• _Set task_:
In the data below, copy out only the stretch from "Reviewer note: check that every instance of the stairway" through "Reviewer note: check that every instance of the man", swapping "keypoint" for "marker" and leaving everything else as it stands.

• _Material shown_:
>> Begin

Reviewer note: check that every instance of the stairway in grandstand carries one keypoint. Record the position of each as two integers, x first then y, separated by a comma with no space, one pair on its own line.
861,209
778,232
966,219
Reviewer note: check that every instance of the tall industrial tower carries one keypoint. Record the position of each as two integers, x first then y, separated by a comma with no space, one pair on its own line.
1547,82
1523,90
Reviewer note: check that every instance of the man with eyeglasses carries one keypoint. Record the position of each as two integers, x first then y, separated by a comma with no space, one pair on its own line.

>> End
>> Begin

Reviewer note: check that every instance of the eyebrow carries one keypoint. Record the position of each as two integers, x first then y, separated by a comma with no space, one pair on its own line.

>> End
>> Begin

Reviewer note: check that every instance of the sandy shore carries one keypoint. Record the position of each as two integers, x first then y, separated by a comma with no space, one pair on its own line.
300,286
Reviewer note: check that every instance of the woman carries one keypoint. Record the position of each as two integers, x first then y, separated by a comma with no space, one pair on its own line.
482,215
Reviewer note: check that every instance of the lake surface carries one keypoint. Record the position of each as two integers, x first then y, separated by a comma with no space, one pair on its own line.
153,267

>> End

• _Exercise response_:
Reviewer note: check that every instance of the stairway in grandstand carries one marker. Record the position of each as two integers, x first then y, separated by a comma with no space, one pair on its own line.
861,209
778,232
966,219
Reviewer note: check that every instance of the tall industrial tower carries one marker. Record the position of each as two integers, x first then y, separated by a comma with no space, one pair on its own line.
1547,82
1523,90
Reviewer note: check that every instance of the man with eyeglasses carries one marker. Record the position of each as two integers, x first then y, separated by a comma with no space, one pair on its own line.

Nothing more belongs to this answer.